# EXCERTO DA FONTE

A sentença recorrida considerou os seguintes factos provados e não provados:
Provados.
1º Os autores são filhos de JSB… e de MB….
2º JSB faleceu no dia 26 de julho de 2009, no estado de casado com MB….
3º MB…faleceu no dia 29 de setembro de 2009, no estado de viúva de JSB….
4º No dia 16/12/2009 procedeu-se à habilitação de herdeiros dos falecidos JSB… e MB…, na Conservatória do Registo Civil de Lisboa, constando dessa habilitação que os autores são os únicos herdeiros e que a autora é cabeça-de-casal das respetivas heranças.
5º A ré é uma pessoa colectiva de direito público, com natureza empresarial, equiparada a instituição de crédito e cuja principal actividade é a gestão de carteiras, gerindo a tesouraria, o financiamento e a dívida directa do Estado, tendo, entre outras, a responsabilidade de atendimento, processamento e controlo das operações sobre instrumentos da dívida a retalho e, no que releva para os presentes autos, de certificados de aforro.
6º No dia 20.2.1997 JSB… subscreveu uma conta de aforro na loja dos CTT de …, a que foi atribuído o n.º de conta de aforrista …, sendo titular dos certificados de aforro nºs … e …, Série B, cada um com 1000 unidades, emitidos naquela data, pelo valor de aquisição, à data em Escudos, de 500.000$00 (correspondendo a €2.493,99) cada um, sendo tais certificados títulos de dívida pública nominativos.
7º Na data referida em 6º, JSB… não indicou qualquer pessoa, além de si próprio, com poderes para proceder à movimentação dos referidos certificados de aforro.
8º A autora teve conhecimento da existência dos certificados de aforro em vida do pai, o qual, uns meses antes de falecer, lhe manifestou vontade de os “levantar”.
9º Nenhum dos autores comunicou, até 01/11/2013, o óbito do seu pai à ré e à interveniente “CTT”.
10º No dia 12 de Outubro de 2009, numa loja dos CTT, em …, compareceu uma pessoa que se identificou - perante o funcionário dessa entidade, de nome R… - como sendo JSB… e que requereu a nomeação, como movimentador dos certificados de aforro referidos em 6º, de PB….

Entradas de apontamento e etiquetagem
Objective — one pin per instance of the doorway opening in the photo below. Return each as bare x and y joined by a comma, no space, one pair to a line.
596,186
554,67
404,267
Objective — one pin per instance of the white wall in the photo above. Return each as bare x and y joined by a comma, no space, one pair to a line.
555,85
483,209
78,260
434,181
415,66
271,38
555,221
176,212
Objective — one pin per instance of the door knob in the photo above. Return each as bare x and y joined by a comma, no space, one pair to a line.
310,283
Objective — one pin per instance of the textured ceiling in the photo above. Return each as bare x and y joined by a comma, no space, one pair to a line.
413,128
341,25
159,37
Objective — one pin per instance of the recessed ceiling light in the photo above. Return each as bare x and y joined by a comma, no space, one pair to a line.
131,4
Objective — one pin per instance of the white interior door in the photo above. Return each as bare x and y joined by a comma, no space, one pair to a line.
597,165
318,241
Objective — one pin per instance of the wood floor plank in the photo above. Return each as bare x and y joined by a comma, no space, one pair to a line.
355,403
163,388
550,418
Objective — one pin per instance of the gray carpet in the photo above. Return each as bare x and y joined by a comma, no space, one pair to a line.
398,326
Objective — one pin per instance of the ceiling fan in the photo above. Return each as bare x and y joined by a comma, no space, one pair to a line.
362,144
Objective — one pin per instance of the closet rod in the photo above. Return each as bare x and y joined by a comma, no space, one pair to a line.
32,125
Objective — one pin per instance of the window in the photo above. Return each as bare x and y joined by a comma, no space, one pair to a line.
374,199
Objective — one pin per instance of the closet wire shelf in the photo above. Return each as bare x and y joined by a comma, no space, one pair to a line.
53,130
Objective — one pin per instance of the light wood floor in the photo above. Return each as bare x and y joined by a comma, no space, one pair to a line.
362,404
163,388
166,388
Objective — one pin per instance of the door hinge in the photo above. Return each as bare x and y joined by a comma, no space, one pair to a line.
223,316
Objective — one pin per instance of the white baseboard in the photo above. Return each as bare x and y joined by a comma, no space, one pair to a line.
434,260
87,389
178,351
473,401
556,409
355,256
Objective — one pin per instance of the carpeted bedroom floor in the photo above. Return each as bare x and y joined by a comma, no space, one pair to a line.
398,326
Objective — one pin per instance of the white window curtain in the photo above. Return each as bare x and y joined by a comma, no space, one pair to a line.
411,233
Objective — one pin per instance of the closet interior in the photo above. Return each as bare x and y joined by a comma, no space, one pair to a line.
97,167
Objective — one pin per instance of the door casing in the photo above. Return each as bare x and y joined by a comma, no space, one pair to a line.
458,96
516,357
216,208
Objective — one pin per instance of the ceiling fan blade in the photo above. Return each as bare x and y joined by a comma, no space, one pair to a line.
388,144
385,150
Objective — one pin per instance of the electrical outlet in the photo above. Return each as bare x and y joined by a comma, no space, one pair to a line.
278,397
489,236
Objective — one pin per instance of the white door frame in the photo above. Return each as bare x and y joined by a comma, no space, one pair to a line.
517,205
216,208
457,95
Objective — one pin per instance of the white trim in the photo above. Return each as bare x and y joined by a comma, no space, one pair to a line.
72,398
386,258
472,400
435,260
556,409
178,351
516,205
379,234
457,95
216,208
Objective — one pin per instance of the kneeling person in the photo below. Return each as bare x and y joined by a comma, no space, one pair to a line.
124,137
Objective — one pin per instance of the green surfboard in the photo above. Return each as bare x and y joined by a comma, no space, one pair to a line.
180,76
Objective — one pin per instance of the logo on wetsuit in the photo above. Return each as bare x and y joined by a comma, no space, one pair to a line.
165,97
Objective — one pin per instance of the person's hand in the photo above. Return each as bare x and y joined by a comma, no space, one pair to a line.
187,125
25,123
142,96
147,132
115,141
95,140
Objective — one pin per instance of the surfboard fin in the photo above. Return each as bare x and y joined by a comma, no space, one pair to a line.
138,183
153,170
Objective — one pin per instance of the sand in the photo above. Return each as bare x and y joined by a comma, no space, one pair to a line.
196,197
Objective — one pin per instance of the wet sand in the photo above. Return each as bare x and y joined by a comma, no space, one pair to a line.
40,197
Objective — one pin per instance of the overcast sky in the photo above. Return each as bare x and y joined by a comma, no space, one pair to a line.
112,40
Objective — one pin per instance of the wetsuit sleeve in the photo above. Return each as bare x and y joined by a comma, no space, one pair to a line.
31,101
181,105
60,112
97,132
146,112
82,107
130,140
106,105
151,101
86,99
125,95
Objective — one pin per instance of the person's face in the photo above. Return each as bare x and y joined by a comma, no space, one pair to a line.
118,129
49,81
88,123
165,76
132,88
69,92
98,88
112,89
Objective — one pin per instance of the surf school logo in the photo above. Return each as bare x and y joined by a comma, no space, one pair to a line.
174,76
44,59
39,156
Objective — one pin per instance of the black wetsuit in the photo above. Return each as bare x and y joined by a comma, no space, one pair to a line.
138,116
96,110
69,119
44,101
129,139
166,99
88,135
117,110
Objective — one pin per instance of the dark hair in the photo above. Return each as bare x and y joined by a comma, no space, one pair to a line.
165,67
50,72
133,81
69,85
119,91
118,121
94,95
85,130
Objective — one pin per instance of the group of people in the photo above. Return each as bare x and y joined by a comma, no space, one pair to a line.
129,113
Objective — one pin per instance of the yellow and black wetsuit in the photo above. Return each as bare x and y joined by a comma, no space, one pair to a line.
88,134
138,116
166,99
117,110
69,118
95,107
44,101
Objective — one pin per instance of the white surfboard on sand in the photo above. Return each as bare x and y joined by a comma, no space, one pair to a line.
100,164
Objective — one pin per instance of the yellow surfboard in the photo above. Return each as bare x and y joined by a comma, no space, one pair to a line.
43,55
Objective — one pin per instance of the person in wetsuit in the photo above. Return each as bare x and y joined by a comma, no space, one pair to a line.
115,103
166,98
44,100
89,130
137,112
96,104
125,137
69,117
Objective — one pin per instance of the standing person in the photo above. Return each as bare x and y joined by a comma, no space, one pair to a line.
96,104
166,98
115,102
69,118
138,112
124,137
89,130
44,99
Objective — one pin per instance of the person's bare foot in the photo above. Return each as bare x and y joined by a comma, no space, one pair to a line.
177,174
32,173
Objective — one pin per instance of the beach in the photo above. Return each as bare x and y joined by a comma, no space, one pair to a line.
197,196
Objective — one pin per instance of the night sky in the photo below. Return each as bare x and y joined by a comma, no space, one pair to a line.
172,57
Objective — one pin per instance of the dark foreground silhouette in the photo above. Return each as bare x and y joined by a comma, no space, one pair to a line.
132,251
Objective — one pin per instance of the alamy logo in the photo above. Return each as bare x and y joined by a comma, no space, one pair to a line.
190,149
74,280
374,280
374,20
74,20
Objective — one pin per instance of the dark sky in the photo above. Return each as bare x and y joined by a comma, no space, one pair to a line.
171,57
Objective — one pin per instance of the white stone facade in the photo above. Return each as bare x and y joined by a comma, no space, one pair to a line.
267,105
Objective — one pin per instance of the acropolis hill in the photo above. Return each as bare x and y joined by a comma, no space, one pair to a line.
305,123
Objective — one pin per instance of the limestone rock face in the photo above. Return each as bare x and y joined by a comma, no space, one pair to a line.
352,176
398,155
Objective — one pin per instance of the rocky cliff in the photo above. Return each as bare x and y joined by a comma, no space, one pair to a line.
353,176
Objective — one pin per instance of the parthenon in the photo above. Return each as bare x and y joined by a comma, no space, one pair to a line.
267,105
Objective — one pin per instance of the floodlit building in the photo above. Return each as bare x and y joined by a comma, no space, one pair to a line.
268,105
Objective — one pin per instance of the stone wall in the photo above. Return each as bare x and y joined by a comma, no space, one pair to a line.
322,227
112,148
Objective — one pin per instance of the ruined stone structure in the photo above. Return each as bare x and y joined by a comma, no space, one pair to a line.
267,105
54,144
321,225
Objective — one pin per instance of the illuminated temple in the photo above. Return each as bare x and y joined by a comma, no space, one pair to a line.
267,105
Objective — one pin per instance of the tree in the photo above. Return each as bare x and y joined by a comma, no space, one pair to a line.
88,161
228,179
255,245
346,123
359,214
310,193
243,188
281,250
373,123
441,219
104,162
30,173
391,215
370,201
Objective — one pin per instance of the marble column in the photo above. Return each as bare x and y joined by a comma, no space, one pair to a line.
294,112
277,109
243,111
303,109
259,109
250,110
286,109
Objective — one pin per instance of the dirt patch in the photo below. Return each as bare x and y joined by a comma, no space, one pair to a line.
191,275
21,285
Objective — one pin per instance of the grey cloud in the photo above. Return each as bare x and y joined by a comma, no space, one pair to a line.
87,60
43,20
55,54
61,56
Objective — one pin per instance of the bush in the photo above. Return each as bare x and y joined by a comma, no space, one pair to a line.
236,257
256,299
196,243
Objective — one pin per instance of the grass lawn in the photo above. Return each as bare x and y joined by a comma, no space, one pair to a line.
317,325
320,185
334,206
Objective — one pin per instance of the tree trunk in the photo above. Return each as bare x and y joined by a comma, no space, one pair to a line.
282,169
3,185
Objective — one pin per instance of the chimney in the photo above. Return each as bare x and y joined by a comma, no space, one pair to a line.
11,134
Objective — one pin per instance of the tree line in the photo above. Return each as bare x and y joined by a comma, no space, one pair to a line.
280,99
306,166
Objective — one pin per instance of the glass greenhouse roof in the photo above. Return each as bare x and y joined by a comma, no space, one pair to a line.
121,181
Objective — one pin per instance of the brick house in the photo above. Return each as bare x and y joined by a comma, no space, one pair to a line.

# O PEDIDO
No excerto da sentença, com quantas unidades foi emitido cada um dos certificados de aforro?

# RESPOSTA ABAIXO
Cada certificado foi emitido com 1000 unidades.